→ **Instruction**
Output the data below verbatim, every line in its original order and with nothing changed.

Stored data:
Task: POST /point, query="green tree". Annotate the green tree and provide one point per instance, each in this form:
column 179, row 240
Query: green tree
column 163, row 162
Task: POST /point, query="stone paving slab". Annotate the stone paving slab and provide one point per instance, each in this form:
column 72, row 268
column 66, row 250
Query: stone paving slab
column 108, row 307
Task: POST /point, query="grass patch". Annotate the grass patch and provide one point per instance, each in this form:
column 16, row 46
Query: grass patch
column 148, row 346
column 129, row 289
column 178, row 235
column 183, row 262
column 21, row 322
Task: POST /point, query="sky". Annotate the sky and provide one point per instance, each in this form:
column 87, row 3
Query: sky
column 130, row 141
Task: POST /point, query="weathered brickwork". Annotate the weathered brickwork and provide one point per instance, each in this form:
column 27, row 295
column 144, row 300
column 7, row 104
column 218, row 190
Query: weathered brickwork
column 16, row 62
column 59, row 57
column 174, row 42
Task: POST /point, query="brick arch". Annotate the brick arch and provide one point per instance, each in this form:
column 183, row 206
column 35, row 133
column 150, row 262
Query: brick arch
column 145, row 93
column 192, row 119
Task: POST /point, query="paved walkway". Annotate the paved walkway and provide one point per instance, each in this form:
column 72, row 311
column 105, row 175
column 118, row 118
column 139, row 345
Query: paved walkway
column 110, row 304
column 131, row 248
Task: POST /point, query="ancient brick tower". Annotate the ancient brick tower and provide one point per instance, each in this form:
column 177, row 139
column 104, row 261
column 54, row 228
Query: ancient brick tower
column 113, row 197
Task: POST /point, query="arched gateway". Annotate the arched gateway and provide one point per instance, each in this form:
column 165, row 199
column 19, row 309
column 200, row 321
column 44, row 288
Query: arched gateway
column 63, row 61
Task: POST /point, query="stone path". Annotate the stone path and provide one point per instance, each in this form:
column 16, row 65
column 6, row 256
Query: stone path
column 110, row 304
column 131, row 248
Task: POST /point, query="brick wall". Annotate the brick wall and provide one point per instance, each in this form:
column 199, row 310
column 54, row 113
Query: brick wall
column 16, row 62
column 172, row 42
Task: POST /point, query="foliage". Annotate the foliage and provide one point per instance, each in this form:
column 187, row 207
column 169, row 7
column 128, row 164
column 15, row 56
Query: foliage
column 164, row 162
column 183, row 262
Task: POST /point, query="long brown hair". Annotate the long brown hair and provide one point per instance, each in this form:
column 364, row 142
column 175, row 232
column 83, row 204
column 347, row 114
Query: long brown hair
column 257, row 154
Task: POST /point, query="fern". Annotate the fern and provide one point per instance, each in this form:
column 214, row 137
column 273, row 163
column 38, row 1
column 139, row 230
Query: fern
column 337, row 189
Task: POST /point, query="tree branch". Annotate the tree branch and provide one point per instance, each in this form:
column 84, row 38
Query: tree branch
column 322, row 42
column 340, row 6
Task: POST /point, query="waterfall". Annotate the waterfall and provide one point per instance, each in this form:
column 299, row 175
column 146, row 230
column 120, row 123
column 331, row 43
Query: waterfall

→ **Output of the task**
Task: POST /point, query="green tree". Annotate the green tree and provide one point per instance, each in this form:
column 179, row 240
Query: green tree
column 163, row 162
Task: POST /point, query="stone paving slab". Annotate the stone paving slab and provide one point per instance, each in this form:
column 72, row 268
column 66, row 250
Query: stone paving slab
column 108, row 307
Task: POST /point, query="grass patch". Annotate the grass patch and provide one point per instance, each in this form:
column 16, row 46
Query: grass patch
column 148, row 346
column 129, row 289
column 178, row 235
column 183, row 262
column 21, row 322
Task: POST /point, query="sky". Annotate the sky and provide one point per instance, each in this form:
column 87, row 3
Query: sky
column 130, row 141
Task: POST /point, query="weathered brickwork". Annotate the weathered brickwork and provide one point per instance, each in this form:
column 27, row 295
column 144, row 300
column 7, row 104
column 218, row 190
Query: weathered brickwork
column 16, row 62
column 59, row 57
column 174, row 42
Task: POST /point, query="brick arch". Annotate the brick arch and provide one point per instance, each in this form:
column 183, row 206
column 35, row 133
column 150, row 262
Query: brick arch
column 145, row 93
column 192, row 119
Task: POST /point, query="paved walkway". Annotate the paved walkway and provide one point per instance, each in this form:
column 72, row 311
column 105, row 175
column 118, row 118
column 139, row 345
Query: paved walkway
column 110, row 304
column 131, row 248
Task: POST /point, query="ancient brick tower". Annotate the ancient brick tower and provide one point per instance, each in this form:
column 177, row 139
column 104, row 261
column 54, row 228
Query: ancient brick tower
column 113, row 197
Task: POST /point, query="arched gateway". Annotate the arched gateway and provide one point per instance, each in this form:
column 165, row 199
column 19, row 309
column 200, row 321
column 44, row 288
Query: arched gateway
column 63, row 61
Task: POST /point, query="stone path". Annotate the stone path and provide one point per instance, each in this form:
column 16, row 65
column 6, row 256
Query: stone path
column 110, row 304
column 131, row 248
Task: POST /point, query="brick wall". Annotate the brick wall and provide one point per instance, each in this form:
column 199, row 310
column 54, row 113
Query: brick wall
column 16, row 62
column 172, row 42
Task: POST /point, query="foliage". Annotate the foliage and provide one point per instance, each in this form:
column 187, row 207
column 169, row 7
column 128, row 164
column 15, row 56
Query: foliage
column 164, row 162
column 183, row 262
Task: POST /point, query="long brown hair". Annotate the long brown hair and provide one point per instance, each in this form:
column 364, row 142
column 175, row 232
column 83, row 204
column 347, row 114
Query: long brown hair
column 257, row 154
Task: POST /point, query="fern". Annotate the fern and provide one point per instance, each in this form:
column 214, row 137
column 273, row 163
column 38, row 1
column 139, row 230
Query: fern
column 337, row 189
Task: POST /point, query="tree branch". Annotate the tree branch and provide one point per instance, each in this form:
column 84, row 38
Query: tree branch
column 322, row 42
column 340, row 6
Task: POST /point, query="waterfall". Annotate the waterfall and provide one point per instance, each in this form:
column 299, row 175
column 146, row 230
column 120, row 123
column 331, row 43
Query: waterfall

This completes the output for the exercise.